***** Data provided
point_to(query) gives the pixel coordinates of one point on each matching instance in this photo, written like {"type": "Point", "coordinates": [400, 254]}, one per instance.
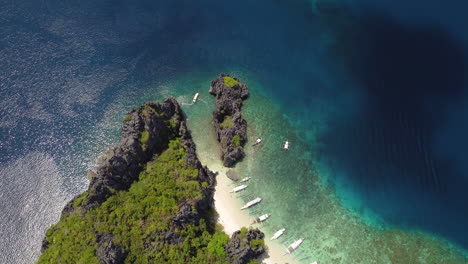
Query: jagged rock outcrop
{"type": "Point", "coordinates": [230, 126]}
{"type": "Point", "coordinates": [107, 251]}
{"type": "Point", "coordinates": [145, 132]}
{"type": "Point", "coordinates": [239, 248]}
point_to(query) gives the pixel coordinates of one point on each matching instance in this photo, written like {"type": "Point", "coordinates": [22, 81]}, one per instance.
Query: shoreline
{"type": "Point", "coordinates": [233, 219]}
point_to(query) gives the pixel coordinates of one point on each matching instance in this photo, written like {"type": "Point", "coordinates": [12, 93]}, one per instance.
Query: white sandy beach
{"type": "Point", "coordinates": [233, 219]}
**********
◆ **What is expected**: With the images left out, set down each record exactly as it appears.

◆ **Solution to this problem**:
point_to(query) gives the pixel coordinates of one point on each matching instance in this photo, written like {"type": "Point", "coordinates": [400, 254]}, one per instance.
Query: jagged rock outcrop
{"type": "Point", "coordinates": [230, 126]}
{"type": "Point", "coordinates": [107, 251]}
{"type": "Point", "coordinates": [145, 132]}
{"type": "Point", "coordinates": [239, 248]}
point_to(query) gives the pixel coordinates of one point on each matching instance in this photo, written like {"type": "Point", "coordinates": [22, 81]}, one per instance.
Query: shoreline
{"type": "Point", "coordinates": [233, 219]}
point_to(query) gives the pixel coordinates of one point on each matching instance in this photo, written like {"type": "Point", "coordinates": [12, 93]}, one per instance.
Query: white sandy beach
{"type": "Point", "coordinates": [233, 219]}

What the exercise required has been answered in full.